━━━━━ DATA LINES
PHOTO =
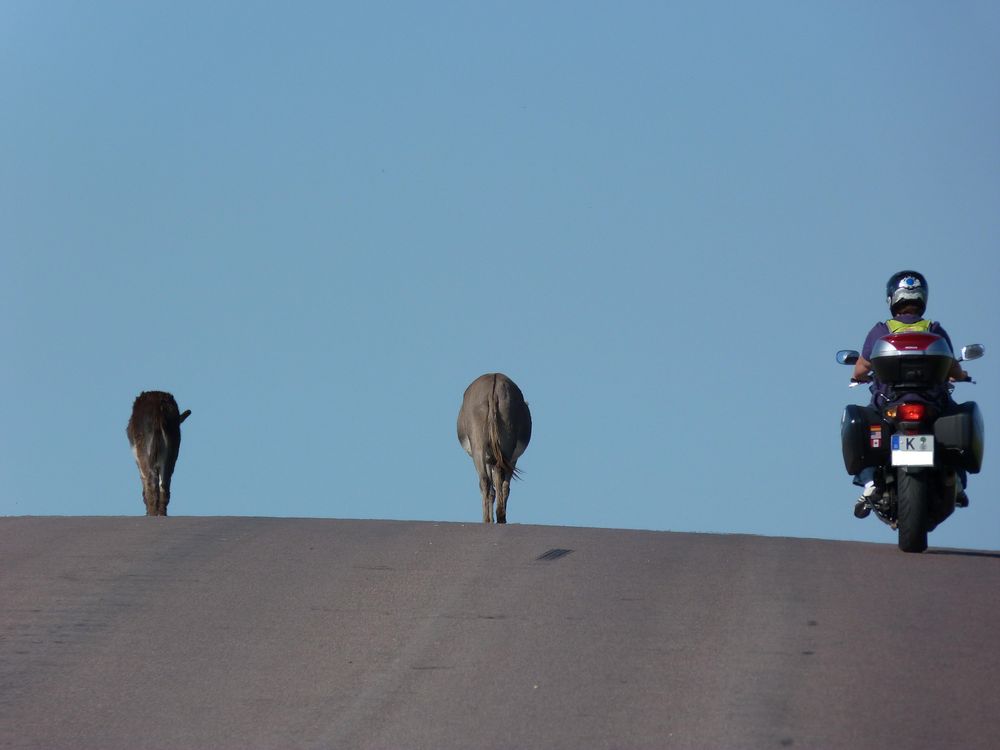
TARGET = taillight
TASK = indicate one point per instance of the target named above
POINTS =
(911, 412)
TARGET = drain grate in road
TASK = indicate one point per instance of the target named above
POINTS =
(554, 554)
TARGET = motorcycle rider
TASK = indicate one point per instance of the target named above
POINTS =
(906, 294)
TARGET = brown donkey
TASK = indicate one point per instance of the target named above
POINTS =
(154, 432)
(494, 427)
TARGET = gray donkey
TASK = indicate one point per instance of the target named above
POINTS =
(154, 433)
(494, 427)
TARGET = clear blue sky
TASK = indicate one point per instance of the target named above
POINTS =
(316, 223)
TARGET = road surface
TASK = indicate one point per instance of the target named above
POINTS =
(285, 633)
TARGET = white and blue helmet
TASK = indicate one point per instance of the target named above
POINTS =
(906, 287)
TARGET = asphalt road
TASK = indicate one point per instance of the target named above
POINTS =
(283, 633)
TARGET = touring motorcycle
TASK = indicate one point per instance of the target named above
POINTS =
(915, 436)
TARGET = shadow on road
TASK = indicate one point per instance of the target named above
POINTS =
(962, 553)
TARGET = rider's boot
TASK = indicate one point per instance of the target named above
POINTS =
(864, 504)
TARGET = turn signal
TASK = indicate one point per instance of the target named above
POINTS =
(911, 412)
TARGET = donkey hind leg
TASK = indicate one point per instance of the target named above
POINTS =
(486, 488)
(163, 496)
(150, 493)
(502, 482)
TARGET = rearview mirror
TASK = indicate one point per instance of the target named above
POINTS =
(849, 356)
(972, 351)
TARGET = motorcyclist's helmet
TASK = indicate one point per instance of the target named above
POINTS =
(906, 288)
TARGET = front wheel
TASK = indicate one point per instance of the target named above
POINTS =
(913, 501)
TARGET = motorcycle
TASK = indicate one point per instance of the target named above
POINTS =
(916, 437)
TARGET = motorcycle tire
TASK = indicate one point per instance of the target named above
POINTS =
(913, 503)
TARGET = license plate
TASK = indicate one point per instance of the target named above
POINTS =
(912, 450)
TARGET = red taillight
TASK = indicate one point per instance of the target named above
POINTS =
(911, 412)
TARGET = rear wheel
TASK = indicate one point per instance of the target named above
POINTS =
(913, 502)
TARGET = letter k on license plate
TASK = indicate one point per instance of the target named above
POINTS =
(912, 450)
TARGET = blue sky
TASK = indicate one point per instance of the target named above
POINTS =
(316, 223)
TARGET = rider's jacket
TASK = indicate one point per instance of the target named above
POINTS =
(903, 324)
(898, 326)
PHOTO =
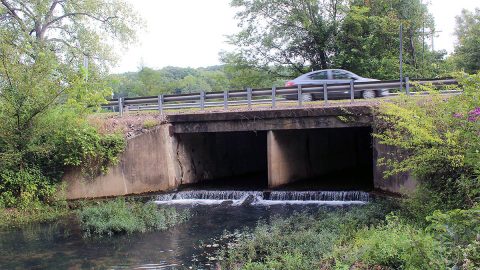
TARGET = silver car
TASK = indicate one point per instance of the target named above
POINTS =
(332, 76)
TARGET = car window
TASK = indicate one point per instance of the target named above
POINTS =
(342, 75)
(319, 76)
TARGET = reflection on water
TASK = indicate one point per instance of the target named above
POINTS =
(61, 246)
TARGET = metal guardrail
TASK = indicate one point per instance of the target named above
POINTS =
(269, 96)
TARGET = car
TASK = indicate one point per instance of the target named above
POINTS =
(332, 76)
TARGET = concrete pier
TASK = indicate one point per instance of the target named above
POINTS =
(332, 147)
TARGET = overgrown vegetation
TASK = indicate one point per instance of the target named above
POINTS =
(46, 94)
(437, 227)
(126, 217)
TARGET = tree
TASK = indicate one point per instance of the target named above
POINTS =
(297, 33)
(45, 92)
(287, 37)
(71, 29)
(467, 50)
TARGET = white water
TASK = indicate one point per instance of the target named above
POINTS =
(204, 197)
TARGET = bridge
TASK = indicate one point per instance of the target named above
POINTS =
(326, 147)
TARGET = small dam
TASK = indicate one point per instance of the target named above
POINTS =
(303, 149)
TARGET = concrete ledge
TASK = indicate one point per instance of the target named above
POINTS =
(304, 118)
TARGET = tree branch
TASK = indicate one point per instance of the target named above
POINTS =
(13, 12)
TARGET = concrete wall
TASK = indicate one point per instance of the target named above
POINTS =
(300, 145)
(146, 165)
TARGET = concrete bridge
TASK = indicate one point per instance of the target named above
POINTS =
(331, 147)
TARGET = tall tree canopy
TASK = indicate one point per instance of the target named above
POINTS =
(467, 51)
(359, 35)
(71, 29)
(44, 89)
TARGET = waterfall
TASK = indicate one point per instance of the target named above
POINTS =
(319, 196)
(263, 197)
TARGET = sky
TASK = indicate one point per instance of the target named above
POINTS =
(191, 33)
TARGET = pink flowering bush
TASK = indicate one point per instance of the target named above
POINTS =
(438, 140)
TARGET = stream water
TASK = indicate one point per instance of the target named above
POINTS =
(61, 245)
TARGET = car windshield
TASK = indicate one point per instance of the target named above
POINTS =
(343, 75)
(322, 75)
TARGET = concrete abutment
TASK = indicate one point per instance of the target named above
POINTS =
(315, 149)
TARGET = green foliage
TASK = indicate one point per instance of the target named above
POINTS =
(150, 123)
(467, 51)
(25, 188)
(73, 30)
(37, 213)
(459, 231)
(394, 245)
(291, 37)
(118, 217)
(437, 141)
(302, 241)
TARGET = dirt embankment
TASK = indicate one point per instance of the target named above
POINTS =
(129, 125)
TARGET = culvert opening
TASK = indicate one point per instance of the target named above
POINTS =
(224, 160)
(326, 159)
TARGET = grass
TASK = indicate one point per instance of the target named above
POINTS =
(17, 217)
(122, 217)
(349, 238)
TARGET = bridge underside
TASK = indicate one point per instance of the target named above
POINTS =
(312, 158)
(326, 148)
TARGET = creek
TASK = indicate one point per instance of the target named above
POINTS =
(61, 245)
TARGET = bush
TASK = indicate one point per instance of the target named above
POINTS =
(438, 141)
(394, 245)
(302, 241)
(119, 217)
(25, 188)
(459, 232)
(150, 123)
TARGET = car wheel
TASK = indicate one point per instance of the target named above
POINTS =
(307, 97)
(368, 94)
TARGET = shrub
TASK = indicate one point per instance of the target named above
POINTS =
(302, 241)
(394, 245)
(25, 188)
(459, 232)
(119, 216)
(150, 123)
(438, 141)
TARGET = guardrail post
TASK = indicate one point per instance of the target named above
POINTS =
(407, 86)
(325, 93)
(120, 106)
(225, 100)
(274, 97)
(299, 95)
(160, 104)
(202, 100)
(352, 90)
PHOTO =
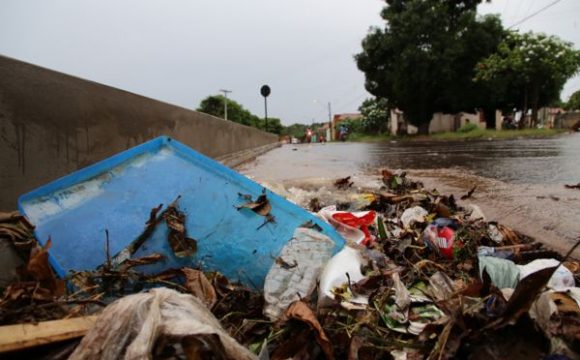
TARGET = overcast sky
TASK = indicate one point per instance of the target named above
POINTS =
(180, 51)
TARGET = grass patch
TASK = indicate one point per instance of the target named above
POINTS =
(497, 134)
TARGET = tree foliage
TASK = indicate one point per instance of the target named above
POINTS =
(574, 101)
(423, 60)
(530, 68)
(375, 114)
(214, 105)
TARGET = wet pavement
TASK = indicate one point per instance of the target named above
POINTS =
(520, 182)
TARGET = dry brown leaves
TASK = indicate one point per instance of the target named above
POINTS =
(301, 311)
(343, 183)
(39, 269)
(199, 286)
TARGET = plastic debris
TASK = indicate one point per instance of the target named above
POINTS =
(130, 327)
(307, 253)
(561, 279)
(439, 239)
(341, 271)
(412, 215)
(503, 273)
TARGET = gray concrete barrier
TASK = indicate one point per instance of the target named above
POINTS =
(52, 124)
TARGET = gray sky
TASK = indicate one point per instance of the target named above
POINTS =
(180, 51)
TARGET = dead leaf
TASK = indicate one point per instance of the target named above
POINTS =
(509, 235)
(300, 311)
(260, 206)
(355, 344)
(39, 269)
(526, 292)
(442, 210)
(181, 245)
(153, 215)
(343, 183)
(145, 260)
(199, 286)
(469, 193)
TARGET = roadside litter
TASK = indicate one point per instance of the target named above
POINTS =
(419, 277)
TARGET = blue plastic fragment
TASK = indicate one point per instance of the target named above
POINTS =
(117, 194)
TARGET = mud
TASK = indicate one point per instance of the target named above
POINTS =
(520, 182)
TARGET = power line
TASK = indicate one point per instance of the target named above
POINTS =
(534, 14)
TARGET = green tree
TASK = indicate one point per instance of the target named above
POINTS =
(375, 114)
(530, 68)
(423, 60)
(574, 101)
(214, 105)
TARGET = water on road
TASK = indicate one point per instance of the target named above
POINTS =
(520, 182)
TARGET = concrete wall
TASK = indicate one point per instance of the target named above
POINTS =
(568, 120)
(52, 124)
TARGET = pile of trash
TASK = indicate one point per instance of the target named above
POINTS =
(420, 278)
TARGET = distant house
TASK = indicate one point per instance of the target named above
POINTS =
(440, 122)
(339, 118)
(547, 116)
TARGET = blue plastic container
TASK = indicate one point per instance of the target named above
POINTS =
(117, 194)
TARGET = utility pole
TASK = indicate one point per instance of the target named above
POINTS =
(226, 92)
(330, 120)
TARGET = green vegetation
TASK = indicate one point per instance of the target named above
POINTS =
(529, 70)
(493, 134)
(423, 60)
(574, 101)
(214, 105)
(375, 114)
(439, 56)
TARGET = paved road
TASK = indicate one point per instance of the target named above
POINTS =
(520, 182)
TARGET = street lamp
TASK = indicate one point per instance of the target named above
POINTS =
(226, 92)
(329, 116)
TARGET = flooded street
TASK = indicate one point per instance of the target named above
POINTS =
(520, 182)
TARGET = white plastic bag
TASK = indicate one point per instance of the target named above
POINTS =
(348, 260)
(294, 275)
(562, 278)
(130, 327)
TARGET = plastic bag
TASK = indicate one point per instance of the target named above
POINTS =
(562, 278)
(294, 274)
(349, 233)
(347, 261)
(439, 239)
(503, 273)
(412, 215)
(359, 221)
(130, 327)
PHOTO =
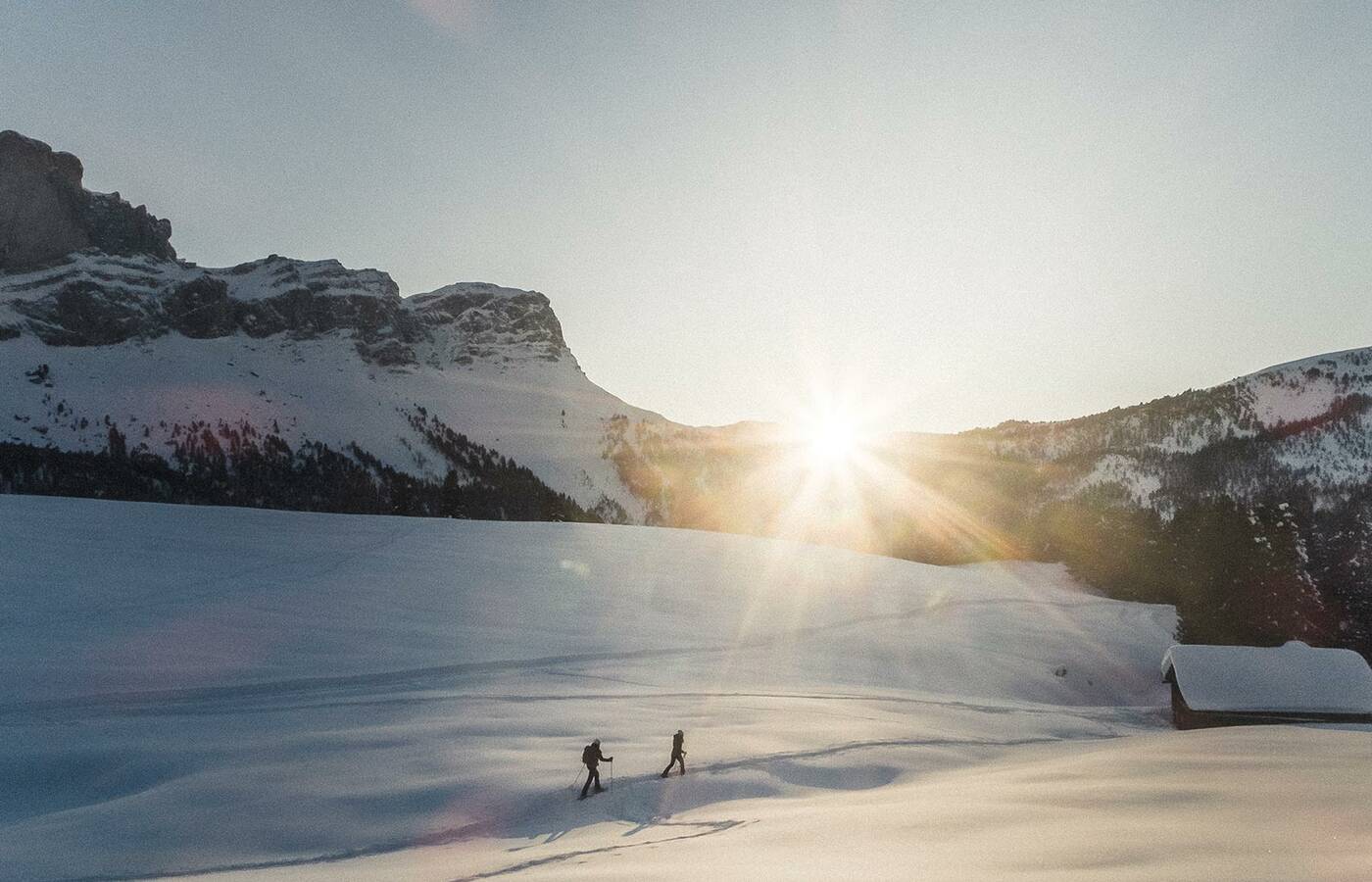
━━━━━━━━━━
**STATED PROBLEM**
Reproduce the listing from the line containing "TARGET = flooded street" through the end of the listing, changing "plastic bag" to "shopping bag" and keeping everything else the same. Omit the pictures from your answer.

**REPLY TO THE TASK**
TARGET = flooded street
TASK = indicate one point per instance of the target named above
POINTS =
(520, 182)
TARGET = white shopping bag
TASK = indicate one point per instance of the target named above
POINTS =
(348, 260)
(294, 275)
(562, 278)
(130, 327)
TARGET = shopping bag
TASK = indicate one point per instance of the target named above
POINTS =
(562, 278)
(294, 274)
(349, 233)
(347, 261)
(439, 239)
(503, 273)
(412, 215)
(359, 221)
(130, 327)
PHOTO =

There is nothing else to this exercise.